ИСХОДНЫЙ ТЕКСТ
----

Можно было бы вообразить, что простой факт вступления капиталистического арендатора в сельскохозяйственное производство служит доказательством того, что цена земледельческих продуктов, с которых в той или иной форме искони уплачивалась рента, должна бы стоять выше цен производства в промышленности по крайней мере в эпоху этого вступления, — потому ли, что она достигла уровня монопольной цены, или же потому, что она повысилась до уровня стоимости земледельческих продуктов, а их стоимость действительно выше цены производства, регулируемой средней прибылью. Потому что в противном случае капиталистический арендатор при тех ценах земледельческих продуктов, которые он застал, не мог бы сначала реализовать из цены этих продуктов среднюю прибыль, а потом из той же самой цены уплатить ещё в форме ренты избыток над этой прибылью. Из этого можно было бы заключить, что общая норма прибыли, которую капиталистический арендатор имеет в виду при заключении договора с земельным собственником, образовалась без включения ренты и потому, начиная играть регулирующую роль в сельском хозяйстве, находит этот избыток готовым и уплачивает его земельному собственнику. Таким традиционным способом объясняет себе дело, например, г-н Родбертус 215. Но:
Во-первых. Это проникновение капитала в земледелие как самостоятельной и ведущей силы совершается не разом и не повсюду, а постепенно и в особых отраслях производства. Он
захватывает сначала не собственно земледелие, а такие отрасли производства, как животноводство, особенно овцеводство, основной продукт которого, шерсть, при подъёме промышленности даёт на первых порах постоянный избыток рыночной цены над ценой производства, что выравнивается лишь впоследствии. Так было в Англии в XVI веке.
Во-вторых. Так как это капиталистическое производство сначала выступает лишь спорадически, то ничего нельзя возразить против предположения, что оно сначала овладевает лишь такими комплексами земель, которые вследствие своего особого плодородия или вследствие особо благоприятного местоположения могут в общем приносить дифференциальную ренту.

----

Исходные данные:
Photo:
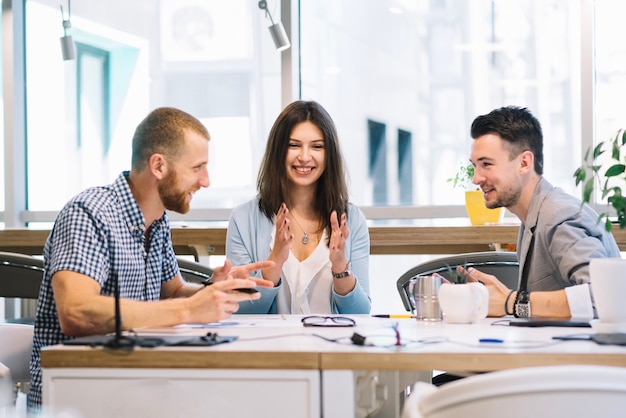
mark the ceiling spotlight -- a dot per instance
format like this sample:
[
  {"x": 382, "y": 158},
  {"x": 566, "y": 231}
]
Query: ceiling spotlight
[
  {"x": 67, "y": 43},
  {"x": 281, "y": 41}
]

----

ЗАДАНИЯ
**a.** Выпишите без изменений отрывок текста о земельной ренте от слов "Во-вторых. Так как" до слов "приносить дифференциальную ренту.".
**b.** Ответьте на вопросы по тексту о земельной ренте.
(i) Какие отрасли производства капитал захватывает сначала вместо собственно земледелия?
(ii) В какой стране и в каком веке происходило такое проникновение капитала?
(iii) Чьё объяснение приведено в тексте как пример традиционного способа?
**c.** Допишите продолжение текста о земельной ренте, начиная сразу после его последнего предложения.

ОТВЕТЫ К ЗАДАНИЯМ
**a.**
Во-вторых. Так как это капиталистическое производство сначала выступает лишь спорадически, то ничего нельзя возразить против предположения, что оно сначала овладевает лишь такими комплексами земель, которые вследствие своего особого плодородия или вследствие особо благоприятного местоположения могут в общем приносить дифференциальную ренту.

**b.**
(i) Животноводство, особенно овцеводство.
(ii) В Англии в XVI веке.
(iii) Объяснение г-на Родбертуса.

**c.**
В-третьих. Предположим даже, что при появлении этого способа производства, предполагающего фактически возрастание удельного веса городского спроса, цены земледельческого продукта были выше цены производства, как это без сомнения было, например, в последнюю треть XVII века в Англии, — даже и в этом случае, раз этот способ производства до известной степени выйдет из простого подчинения земледелия капиталу и как только произойдёт необходимо связанное с его развитием улучшение в земледелии и понижение издержек производства, это превышение цен земледельческого продукта над ценами производства выровняется благодаря известной реакции — падению цен земледельческих продуктов, как это было в первой половине XVIII века в Англии.
Итак, этим традиционным способом невозможно объяснить ренту как избыток над средней прибылью. При каких бы исторически данных условиях ни выступила рента впервые, — раз она пустила корень, она может иметь место лишь при ранее указанных современных условиях.
В заключение, говоря о превращении продуктовой ренты в денежную ренту, следует ещё заметить, что при этой последней становится существенным моментом капитализированная рента, цена земли, а следовательно, её отчуждаемость и отчуждение, и что благодаря этому не только прежние оброчные крестьяне могут превратиться в независимых крестьян-собственников, но и городские и прочие денежные люди могут покупать участки земли с той целью, чтобы сдавать их крестьянам или капиталистам и пользоваться рентой как формой процента на свой таким способом употреблённый капитал; что, следовательно, и это обстоятельство способствует преобразованию прежнего способа эксплуатации, отношения между собственником и действительным земледельцем, а также самой ренты.
V. ИЗДОЛЬНОЕ ХОЗЯЙСТВО И КРЕСТЬЯНСКАЯ ПАРЦЕЛЛЯРНАЯ СОБСТВЕННОСТЬ
Здесь мы подошли к концу ряда ступеней развития земельной ренты.
Во всех этих формах земельной ренты — отработочная рента, продуктовая рента, денежная рента (как просто превращённая форма продуктовой ренты) — плательщик ренты всегда предполагается действительным земледельцем и владельцем земли, неоплаченный прибавочный труд которого непосредственно идёт к собственнику земли. Даже при последней форме, при денежной ренте, — поскольку она выступает в чистом виде, то есть как просто превращённая форма продуктовой ренты, — это не только возможно, но и действительно так бывает.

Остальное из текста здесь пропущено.